● **Assigned task**:
Word for word, print the entries that follow.

══ Supplied material

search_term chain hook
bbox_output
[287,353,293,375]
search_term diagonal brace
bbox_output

════

● **Result**:
search_term chain hook
bbox_output
[287,353,293,375]
search_term diagonal brace
bbox_output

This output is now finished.